> **RAW DATA**
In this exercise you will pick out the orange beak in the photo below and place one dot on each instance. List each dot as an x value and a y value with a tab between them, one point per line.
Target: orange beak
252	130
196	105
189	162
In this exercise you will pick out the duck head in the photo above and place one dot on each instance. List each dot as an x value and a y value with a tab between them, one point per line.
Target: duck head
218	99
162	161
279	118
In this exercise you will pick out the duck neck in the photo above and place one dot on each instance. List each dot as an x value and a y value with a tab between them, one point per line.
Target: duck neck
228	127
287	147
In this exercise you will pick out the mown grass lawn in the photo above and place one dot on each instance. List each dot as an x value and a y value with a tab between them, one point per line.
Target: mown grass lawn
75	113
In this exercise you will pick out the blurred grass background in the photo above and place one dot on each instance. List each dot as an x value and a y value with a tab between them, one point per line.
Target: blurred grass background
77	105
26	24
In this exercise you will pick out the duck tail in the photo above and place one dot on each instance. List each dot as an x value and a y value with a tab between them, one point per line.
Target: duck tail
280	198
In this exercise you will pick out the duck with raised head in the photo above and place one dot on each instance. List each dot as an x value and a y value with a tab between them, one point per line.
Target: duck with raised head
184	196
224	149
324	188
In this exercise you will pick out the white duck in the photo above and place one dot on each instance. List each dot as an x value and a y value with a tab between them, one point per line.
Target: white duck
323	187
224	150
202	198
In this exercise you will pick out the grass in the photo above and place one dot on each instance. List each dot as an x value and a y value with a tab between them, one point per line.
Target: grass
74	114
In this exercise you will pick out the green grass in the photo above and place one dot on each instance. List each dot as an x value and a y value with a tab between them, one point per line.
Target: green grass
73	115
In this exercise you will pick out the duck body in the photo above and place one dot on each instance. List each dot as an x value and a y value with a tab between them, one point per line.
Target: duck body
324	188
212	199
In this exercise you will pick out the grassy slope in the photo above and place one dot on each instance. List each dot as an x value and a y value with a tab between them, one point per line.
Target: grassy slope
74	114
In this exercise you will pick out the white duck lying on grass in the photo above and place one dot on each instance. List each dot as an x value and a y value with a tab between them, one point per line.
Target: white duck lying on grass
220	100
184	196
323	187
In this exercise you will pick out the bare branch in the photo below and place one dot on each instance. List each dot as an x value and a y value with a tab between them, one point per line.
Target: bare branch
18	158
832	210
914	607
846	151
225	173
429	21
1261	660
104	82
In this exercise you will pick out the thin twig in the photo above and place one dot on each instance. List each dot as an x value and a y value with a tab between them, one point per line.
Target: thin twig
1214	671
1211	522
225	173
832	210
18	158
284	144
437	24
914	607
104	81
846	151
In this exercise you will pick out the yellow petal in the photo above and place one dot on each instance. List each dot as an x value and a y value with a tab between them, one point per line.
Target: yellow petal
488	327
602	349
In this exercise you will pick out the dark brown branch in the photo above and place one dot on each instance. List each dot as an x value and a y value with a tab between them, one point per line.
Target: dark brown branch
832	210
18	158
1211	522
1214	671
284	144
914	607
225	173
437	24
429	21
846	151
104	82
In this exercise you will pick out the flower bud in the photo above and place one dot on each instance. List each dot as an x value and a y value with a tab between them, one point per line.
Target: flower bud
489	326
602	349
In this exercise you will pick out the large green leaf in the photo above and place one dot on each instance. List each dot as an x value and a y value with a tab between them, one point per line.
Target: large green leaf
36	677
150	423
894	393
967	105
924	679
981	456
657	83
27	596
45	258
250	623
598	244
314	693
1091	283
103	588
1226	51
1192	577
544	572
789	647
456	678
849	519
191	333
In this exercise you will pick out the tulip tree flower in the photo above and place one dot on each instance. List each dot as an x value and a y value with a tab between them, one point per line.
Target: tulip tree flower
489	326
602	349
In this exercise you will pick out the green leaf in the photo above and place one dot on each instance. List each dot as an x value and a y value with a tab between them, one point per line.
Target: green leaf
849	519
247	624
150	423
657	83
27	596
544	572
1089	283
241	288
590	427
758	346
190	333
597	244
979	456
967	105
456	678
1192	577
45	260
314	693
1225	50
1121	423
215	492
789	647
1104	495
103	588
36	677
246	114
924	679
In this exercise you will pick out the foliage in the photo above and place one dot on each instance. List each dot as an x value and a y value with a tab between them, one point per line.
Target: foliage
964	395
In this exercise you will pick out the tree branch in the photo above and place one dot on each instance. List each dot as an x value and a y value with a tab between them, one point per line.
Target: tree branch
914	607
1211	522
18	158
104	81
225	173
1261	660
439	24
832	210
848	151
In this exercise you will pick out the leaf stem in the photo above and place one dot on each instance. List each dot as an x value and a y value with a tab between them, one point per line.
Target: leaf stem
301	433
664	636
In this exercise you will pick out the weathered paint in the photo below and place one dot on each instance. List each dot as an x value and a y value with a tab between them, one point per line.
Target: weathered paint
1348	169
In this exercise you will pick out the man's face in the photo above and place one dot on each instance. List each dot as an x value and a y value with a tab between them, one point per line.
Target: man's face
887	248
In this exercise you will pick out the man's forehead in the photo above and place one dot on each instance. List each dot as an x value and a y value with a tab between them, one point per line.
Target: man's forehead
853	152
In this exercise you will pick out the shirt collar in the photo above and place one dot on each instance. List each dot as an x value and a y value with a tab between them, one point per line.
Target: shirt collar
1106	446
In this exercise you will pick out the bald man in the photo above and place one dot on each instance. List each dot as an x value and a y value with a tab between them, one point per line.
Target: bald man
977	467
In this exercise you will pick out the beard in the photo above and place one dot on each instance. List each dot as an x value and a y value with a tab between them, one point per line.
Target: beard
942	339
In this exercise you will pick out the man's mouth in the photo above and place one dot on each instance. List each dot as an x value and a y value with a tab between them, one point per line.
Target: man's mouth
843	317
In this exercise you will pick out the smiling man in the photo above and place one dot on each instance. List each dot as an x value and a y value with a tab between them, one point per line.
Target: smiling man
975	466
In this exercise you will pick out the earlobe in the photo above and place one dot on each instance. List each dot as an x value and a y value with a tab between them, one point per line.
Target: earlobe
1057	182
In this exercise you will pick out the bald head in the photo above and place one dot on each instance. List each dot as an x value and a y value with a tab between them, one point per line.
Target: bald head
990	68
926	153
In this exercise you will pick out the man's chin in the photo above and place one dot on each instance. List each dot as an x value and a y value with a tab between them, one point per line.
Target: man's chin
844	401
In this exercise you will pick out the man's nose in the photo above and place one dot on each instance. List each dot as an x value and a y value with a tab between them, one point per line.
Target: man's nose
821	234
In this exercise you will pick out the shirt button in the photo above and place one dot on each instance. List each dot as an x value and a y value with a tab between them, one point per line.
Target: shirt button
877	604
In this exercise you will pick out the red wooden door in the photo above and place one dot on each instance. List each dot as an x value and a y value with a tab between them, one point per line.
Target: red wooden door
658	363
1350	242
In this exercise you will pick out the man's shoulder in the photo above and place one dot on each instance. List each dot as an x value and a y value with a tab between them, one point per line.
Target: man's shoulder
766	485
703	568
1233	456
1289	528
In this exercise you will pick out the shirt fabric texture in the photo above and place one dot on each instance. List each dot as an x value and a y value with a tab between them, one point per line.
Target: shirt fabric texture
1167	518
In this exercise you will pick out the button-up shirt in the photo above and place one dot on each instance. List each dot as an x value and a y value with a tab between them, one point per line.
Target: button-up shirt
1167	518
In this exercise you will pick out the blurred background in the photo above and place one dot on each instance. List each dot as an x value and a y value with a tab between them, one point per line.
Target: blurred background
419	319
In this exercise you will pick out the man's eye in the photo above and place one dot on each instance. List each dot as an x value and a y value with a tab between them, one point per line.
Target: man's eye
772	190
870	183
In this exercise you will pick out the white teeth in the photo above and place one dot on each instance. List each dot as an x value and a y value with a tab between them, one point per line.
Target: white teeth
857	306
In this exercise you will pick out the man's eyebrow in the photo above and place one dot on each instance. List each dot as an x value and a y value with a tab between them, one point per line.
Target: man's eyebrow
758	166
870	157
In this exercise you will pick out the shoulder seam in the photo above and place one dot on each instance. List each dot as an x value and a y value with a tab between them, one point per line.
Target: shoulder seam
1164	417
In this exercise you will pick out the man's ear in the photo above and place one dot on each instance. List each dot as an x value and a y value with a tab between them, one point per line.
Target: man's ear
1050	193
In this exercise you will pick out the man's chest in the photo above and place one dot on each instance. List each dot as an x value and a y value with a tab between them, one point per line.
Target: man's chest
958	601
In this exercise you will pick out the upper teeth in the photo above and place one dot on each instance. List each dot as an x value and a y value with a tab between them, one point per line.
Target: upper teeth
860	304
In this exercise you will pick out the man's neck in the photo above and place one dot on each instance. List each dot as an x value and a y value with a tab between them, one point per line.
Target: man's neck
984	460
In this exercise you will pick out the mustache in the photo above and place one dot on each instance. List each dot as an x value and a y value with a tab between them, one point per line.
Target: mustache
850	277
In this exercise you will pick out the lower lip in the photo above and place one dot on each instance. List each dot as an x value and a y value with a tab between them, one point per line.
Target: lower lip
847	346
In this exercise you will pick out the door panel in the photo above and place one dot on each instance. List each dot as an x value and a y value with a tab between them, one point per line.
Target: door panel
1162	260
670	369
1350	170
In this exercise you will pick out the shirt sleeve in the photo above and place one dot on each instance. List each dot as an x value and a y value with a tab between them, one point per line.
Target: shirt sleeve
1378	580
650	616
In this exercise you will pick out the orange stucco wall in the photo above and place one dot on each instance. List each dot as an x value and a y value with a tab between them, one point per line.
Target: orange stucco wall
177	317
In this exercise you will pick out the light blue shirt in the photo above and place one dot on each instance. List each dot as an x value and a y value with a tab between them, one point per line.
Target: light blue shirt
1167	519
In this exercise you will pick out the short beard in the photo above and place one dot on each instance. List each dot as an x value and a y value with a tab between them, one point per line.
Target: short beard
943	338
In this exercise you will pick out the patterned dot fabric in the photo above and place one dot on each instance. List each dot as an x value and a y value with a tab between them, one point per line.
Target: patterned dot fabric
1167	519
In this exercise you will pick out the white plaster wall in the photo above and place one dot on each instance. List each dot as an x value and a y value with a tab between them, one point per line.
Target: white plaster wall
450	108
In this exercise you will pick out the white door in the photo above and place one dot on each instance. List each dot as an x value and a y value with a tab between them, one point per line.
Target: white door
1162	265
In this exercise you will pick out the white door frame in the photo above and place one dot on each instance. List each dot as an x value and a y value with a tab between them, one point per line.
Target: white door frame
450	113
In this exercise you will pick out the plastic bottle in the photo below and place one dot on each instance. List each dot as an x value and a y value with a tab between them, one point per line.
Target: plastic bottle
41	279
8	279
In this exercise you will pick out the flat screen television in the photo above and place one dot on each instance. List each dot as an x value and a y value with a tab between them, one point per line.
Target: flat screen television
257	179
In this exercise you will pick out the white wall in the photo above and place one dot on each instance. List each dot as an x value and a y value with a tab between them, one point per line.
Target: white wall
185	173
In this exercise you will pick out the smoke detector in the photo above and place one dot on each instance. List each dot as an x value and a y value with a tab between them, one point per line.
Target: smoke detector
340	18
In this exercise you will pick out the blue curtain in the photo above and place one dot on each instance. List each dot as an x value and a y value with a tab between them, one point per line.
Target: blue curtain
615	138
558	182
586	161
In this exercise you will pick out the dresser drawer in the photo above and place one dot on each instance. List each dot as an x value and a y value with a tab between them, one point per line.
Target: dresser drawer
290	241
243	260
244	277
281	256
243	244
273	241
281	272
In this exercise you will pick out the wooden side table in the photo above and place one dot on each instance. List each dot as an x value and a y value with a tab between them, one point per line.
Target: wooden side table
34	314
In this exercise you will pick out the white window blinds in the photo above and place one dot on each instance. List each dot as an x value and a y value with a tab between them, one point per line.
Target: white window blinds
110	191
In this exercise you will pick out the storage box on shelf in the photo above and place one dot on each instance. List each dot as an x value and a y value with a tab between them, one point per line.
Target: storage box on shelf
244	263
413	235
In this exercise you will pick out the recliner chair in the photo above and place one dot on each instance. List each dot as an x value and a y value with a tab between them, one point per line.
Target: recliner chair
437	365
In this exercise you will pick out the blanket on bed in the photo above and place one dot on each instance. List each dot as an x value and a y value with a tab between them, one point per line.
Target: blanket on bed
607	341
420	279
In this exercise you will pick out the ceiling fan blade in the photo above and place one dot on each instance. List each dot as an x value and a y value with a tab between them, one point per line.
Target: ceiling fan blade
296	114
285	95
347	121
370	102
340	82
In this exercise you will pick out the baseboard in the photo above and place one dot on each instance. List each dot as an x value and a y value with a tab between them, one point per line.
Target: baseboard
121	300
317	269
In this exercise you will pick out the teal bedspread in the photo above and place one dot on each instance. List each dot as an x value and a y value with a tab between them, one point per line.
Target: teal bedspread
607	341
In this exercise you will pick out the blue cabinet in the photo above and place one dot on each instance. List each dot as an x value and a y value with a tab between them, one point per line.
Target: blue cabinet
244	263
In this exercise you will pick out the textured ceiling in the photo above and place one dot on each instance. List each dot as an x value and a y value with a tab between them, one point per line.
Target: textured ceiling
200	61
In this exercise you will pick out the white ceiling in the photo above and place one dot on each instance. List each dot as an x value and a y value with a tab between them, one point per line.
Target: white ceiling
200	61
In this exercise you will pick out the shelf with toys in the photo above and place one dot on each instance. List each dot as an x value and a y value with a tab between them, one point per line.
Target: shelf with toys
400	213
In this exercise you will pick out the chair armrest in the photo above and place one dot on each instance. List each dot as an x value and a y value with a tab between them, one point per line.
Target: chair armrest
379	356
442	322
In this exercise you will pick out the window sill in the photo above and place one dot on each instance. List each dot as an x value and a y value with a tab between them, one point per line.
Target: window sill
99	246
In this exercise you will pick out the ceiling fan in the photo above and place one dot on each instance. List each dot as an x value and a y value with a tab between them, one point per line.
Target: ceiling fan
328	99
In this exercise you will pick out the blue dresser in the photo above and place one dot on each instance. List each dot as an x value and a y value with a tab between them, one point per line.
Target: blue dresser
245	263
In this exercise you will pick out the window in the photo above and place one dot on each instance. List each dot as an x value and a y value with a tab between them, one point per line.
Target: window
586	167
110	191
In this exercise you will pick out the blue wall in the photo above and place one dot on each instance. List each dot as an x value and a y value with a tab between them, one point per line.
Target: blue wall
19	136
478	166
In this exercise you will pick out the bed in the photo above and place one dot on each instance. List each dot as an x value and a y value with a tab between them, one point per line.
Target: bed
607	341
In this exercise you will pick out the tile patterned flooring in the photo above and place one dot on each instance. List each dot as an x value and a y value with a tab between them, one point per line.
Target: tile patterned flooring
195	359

> **GIVEN TASK**
What needs duplicating is the run of lines from the one containing "In this exercise you will pick out the bed" through the last line of the entries above, exact and complete.

> **RESPONSE TO THIS EXERCISE**
In this exercise you will pick out the bed in the photo above and place one dot on each instance. List each dot as an x value and a y value with a tab between them, one point per line.
Target: bed
607	341
In this exercise you will pick out the tile patterned flooring in the photo above and place one dot on each instance. List each dot as an x value and a y value with a tab between them, one point per line.
Target: tile patterned flooring
195	359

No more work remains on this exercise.